Copy the items below word for word, leaving out the pictures.

^^^^^^^^^^^^^^^^

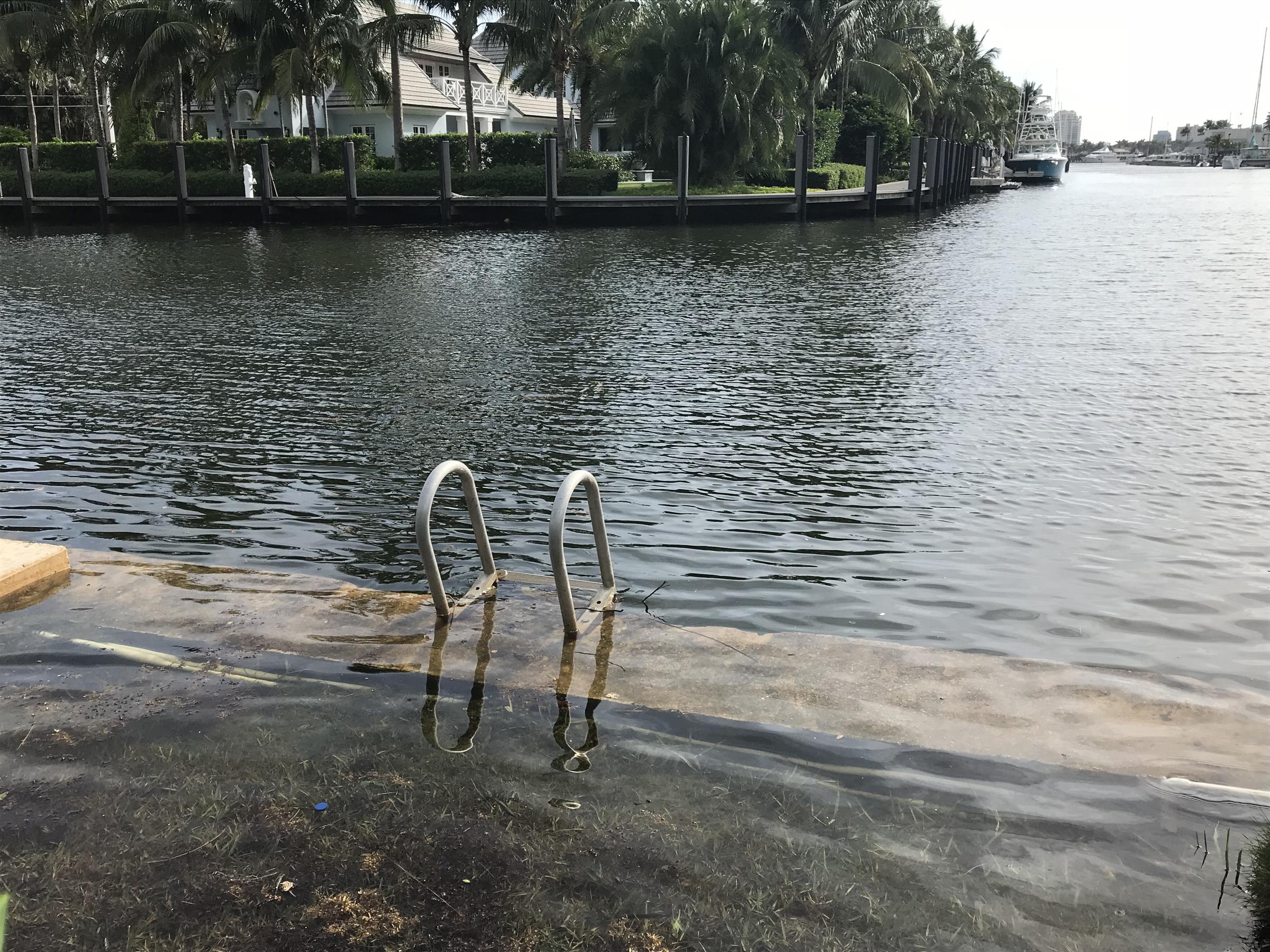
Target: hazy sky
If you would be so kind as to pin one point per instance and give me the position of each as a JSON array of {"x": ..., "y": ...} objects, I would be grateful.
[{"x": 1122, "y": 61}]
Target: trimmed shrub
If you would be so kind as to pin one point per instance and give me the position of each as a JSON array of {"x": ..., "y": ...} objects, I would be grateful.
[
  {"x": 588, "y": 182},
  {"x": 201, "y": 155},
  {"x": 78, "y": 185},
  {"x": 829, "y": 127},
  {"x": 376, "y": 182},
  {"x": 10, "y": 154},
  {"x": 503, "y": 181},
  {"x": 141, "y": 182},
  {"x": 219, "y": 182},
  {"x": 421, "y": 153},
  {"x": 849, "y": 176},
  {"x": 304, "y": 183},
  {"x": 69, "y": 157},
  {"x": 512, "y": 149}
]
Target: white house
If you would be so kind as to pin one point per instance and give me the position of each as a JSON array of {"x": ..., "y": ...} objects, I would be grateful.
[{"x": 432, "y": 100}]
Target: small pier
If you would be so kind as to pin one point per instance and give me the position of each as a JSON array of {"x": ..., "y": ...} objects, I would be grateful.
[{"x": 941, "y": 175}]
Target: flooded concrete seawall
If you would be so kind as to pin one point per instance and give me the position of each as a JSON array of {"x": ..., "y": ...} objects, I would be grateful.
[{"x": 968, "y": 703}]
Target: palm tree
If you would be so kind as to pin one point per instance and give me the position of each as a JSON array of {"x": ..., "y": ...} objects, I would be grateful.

^^^^^^^^^^^^^^^^

**Final answer**
Target: hazy sky
If you would be so kind as to pin one point per instance and give me the position of each as a JSON array of {"x": ..., "y": ...} objects, I would be grateful.
[{"x": 1122, "y": 61}]
Target: trimmed shrub
If you would be so kind as to pin one point per instance and give me the position of each as a JSON array of {"x": ..., "y": ...} objects, I would be grateful.
[
  {"x": 588, "y": 182},
  {"x": 201, "y": 155},
  {"x": 78, "y": 185},
  {"x": 829, "y": 127},
  {"x": 376, "y": 182},
  {"x": 10, "y": 154},
  {"x": 503, "y": 181},
  {"x": 141, "y": 182},
  {"x": 219, "y": 182},
  {"x": 421, "y": 153},
  {"x": 849, "y": 176},
  {"x": 304, "y": 183},
  {"x": 69, "y": 157},
  {"x": 512, "y": 149}
]
Target: white house
If you would be so kind as to pin one point per instance and give me the position of each as a JSON array of {"x": ..., "y": ...} objects, I would be grateful.
[{"x": 432, "y": 100}]
Target: small pier
If you would be so kind as to pin one point per instance and give me the position of each as a JSON array of {"x": ..., "y": ...} objects, I would be grateful.
[{"x": 941, "y": 175}]
Target: flooded concrete seawall
If you would be so kind as to pin one point per instance and give me the position of each as a JSON array of {"x": ..., "y": ...} objects, I would be grateful.
[{"x": 968, "y": 703}]
Target: palm tree
If you would be so kind as to pin one point per instance and give me the position of each as a JSON array of {"x": ..., "y": ...} objects, I would be grateful.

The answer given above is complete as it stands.